EXERCISE DESCRIPTION: Write out, character for character, the line containing "of the lavender" and all lines after it up to the end of the listing.

AVAILABLE RECORDS:
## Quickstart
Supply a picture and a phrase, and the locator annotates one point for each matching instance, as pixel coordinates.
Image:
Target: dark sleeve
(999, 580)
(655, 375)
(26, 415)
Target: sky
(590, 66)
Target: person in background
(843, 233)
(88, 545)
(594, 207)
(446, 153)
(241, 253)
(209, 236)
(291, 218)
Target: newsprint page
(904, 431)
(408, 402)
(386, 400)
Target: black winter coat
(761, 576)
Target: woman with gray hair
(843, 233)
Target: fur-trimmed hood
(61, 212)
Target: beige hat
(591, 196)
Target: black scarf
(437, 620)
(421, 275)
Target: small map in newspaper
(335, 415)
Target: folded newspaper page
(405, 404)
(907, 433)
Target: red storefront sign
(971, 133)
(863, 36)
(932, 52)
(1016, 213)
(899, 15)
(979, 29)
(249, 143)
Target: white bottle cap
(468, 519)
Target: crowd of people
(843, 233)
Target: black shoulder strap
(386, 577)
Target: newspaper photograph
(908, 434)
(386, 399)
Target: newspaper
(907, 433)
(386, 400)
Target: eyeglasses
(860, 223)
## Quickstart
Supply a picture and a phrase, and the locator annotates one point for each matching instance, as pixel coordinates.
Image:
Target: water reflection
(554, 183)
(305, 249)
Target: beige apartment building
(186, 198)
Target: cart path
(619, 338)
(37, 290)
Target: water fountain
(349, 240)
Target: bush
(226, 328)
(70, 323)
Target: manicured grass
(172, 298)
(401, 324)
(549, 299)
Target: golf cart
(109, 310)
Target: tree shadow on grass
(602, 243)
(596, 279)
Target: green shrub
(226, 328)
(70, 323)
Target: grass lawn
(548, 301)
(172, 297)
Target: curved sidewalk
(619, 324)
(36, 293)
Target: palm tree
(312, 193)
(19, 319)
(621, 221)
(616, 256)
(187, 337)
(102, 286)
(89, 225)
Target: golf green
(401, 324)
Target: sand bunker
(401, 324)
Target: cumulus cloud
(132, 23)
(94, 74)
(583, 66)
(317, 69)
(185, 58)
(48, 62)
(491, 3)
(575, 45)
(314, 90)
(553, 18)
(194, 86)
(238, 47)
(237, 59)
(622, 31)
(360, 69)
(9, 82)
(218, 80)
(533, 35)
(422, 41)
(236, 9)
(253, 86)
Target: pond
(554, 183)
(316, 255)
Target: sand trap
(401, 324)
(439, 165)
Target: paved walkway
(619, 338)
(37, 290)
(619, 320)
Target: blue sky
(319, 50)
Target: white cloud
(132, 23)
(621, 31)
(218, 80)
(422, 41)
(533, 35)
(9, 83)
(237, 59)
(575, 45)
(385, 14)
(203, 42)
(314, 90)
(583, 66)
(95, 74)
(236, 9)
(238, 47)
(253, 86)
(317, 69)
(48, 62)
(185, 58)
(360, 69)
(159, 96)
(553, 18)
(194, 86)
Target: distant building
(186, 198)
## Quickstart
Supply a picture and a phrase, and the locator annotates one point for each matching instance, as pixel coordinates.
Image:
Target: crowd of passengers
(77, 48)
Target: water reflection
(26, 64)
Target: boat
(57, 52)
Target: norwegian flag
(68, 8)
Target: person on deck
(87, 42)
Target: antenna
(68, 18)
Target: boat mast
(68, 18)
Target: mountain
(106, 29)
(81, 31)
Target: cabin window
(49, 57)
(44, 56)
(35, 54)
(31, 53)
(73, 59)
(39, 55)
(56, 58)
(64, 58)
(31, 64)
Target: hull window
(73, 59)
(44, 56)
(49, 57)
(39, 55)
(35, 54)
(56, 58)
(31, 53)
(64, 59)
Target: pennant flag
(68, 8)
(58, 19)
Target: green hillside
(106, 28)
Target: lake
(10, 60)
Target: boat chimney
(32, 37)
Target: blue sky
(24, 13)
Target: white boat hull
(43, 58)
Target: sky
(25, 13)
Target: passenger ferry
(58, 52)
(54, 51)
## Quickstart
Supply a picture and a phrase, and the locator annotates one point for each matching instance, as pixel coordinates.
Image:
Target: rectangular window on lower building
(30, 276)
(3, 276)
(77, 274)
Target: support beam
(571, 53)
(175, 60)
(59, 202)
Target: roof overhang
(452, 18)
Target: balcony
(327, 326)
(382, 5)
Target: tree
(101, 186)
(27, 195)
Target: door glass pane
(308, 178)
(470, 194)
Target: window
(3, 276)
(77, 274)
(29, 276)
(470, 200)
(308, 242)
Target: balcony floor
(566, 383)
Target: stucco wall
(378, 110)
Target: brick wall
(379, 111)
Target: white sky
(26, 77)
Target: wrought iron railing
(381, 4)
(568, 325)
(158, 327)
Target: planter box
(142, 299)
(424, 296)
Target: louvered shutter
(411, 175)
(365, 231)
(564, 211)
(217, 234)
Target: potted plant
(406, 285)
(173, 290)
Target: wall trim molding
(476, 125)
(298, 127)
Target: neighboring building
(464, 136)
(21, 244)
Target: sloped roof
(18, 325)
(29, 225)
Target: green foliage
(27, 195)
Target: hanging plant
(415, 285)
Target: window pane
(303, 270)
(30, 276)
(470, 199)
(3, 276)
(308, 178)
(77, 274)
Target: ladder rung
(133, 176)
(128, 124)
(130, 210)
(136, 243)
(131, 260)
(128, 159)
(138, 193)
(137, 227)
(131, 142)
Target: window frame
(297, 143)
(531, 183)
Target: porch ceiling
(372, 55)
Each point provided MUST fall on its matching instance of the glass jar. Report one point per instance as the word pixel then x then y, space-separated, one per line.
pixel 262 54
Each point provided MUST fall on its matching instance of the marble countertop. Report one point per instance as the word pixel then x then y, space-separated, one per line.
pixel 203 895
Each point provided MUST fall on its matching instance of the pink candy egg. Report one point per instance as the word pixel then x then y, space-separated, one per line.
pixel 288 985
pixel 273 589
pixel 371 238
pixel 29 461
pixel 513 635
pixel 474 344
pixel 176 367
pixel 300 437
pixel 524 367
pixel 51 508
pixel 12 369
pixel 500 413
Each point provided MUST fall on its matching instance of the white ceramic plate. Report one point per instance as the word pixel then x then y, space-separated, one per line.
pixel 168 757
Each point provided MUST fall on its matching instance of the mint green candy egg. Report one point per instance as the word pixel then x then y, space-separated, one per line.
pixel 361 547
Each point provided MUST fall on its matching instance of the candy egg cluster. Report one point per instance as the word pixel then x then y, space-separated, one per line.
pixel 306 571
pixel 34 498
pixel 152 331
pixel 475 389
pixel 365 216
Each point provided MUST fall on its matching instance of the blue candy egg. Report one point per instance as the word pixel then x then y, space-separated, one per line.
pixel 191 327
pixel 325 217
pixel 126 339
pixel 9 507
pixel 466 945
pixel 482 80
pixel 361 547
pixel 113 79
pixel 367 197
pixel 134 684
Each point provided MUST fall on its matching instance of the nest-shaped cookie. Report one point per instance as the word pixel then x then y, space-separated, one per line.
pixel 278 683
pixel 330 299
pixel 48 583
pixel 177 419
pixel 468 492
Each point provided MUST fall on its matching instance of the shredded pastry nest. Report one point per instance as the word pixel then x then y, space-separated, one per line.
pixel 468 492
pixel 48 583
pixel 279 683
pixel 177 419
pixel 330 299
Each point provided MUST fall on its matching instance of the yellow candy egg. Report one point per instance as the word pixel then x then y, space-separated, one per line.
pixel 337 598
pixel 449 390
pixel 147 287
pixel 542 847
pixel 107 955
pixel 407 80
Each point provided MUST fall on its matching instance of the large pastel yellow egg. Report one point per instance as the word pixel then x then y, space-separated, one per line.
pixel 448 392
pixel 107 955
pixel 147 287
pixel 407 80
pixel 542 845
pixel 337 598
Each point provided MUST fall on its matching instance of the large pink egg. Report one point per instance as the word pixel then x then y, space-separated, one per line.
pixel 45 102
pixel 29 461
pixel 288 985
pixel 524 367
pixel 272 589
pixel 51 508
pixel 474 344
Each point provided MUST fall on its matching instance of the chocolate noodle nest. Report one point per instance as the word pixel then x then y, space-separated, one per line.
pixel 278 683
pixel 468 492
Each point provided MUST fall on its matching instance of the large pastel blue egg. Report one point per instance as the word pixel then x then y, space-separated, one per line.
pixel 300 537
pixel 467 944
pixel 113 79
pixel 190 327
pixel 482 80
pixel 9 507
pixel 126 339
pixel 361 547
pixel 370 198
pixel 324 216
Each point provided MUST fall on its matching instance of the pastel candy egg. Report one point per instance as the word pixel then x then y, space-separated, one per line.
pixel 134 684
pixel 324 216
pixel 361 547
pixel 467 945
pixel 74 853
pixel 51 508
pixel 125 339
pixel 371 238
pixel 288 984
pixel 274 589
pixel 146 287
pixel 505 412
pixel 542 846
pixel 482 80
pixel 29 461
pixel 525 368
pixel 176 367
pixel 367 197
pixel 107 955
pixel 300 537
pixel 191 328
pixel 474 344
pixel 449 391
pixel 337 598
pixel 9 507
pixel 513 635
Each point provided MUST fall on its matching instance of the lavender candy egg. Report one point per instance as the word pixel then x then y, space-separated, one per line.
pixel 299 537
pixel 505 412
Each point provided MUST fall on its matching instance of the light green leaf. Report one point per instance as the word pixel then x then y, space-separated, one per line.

TASK RESULT:
Each point provided MUST fall on its matching instance of the lavender candy egg. Report one point per instance as the word pixel then x then y, space-separated, one per line.
pixel 299 537
pixel 505 412
Each point provided MUST fall on its matching instance of the light green leaf. Report one point per instance as the word pixel then x then y, space-separated, one per line.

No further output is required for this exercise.